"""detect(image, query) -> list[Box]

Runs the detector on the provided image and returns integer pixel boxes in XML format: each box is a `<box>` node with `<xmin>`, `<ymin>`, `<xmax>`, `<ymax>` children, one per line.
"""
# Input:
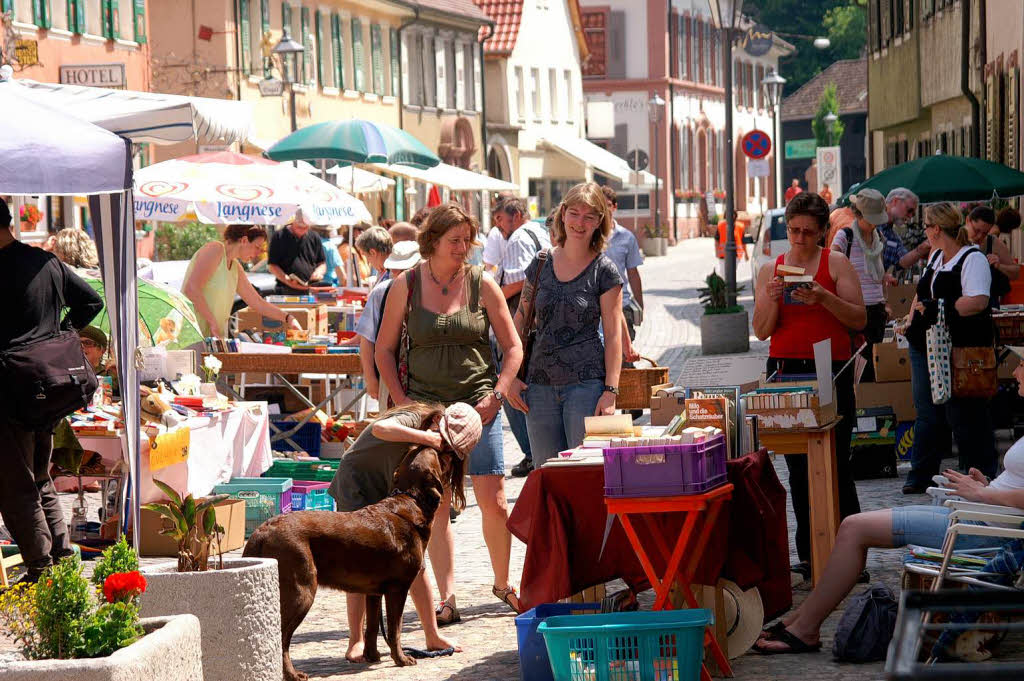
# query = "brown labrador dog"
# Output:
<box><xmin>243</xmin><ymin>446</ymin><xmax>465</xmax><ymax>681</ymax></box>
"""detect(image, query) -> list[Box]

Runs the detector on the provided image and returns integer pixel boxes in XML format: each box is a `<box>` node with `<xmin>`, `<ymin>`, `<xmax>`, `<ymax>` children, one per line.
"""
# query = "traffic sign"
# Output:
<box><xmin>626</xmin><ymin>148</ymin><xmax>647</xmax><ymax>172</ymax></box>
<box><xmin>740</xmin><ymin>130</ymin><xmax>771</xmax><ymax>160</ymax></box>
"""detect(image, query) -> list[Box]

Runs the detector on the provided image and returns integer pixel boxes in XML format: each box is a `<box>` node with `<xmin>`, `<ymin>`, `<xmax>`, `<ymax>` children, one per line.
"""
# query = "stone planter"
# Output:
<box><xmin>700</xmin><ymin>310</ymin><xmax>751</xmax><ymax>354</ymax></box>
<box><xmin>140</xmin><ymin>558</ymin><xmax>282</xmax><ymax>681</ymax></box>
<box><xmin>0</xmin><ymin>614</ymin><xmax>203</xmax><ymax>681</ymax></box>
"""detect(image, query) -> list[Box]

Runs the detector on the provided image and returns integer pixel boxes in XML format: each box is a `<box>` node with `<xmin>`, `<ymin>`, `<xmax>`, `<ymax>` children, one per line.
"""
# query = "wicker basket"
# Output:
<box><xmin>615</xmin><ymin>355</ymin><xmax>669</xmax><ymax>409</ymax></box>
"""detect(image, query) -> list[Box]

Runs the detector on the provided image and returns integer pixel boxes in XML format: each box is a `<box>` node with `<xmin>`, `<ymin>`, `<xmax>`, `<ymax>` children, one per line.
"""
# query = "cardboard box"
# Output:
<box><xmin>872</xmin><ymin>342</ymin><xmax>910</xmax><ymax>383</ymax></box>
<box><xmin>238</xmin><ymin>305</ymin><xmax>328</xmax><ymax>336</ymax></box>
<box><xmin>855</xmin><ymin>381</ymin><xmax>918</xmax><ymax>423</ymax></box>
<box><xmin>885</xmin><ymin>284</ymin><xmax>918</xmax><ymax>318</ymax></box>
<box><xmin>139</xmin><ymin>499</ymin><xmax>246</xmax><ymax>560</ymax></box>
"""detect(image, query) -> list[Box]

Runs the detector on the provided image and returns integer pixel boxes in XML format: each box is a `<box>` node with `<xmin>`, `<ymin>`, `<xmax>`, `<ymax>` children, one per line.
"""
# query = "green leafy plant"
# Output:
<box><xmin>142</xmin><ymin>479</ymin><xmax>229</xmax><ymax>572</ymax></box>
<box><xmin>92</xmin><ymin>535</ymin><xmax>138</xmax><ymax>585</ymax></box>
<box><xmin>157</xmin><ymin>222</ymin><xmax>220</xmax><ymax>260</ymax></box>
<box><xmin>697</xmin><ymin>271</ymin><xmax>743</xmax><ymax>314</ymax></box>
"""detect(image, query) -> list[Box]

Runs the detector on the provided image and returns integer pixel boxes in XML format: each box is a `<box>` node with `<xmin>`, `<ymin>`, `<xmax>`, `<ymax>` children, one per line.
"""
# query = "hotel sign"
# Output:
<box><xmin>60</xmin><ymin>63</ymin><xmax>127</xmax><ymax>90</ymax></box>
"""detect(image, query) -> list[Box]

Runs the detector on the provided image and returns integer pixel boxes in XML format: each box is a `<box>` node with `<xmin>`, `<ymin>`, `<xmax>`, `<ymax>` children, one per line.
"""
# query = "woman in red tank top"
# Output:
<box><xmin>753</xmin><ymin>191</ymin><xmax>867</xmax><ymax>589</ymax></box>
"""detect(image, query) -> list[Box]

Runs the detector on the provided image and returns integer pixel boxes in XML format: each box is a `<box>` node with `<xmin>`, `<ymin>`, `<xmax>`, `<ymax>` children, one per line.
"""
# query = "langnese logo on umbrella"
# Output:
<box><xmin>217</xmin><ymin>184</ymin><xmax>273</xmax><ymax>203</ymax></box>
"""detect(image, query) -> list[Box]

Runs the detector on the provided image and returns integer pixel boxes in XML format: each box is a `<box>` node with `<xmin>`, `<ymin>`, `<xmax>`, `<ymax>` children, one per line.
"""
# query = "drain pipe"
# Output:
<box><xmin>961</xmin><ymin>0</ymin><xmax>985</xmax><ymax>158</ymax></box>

▶ _The problem_
Locate each line of the data above that contains the string "sign", matching its case, and copy those lines out.

▶ _Task answer_
# query = "traffic sign"
# query = "hotel sign"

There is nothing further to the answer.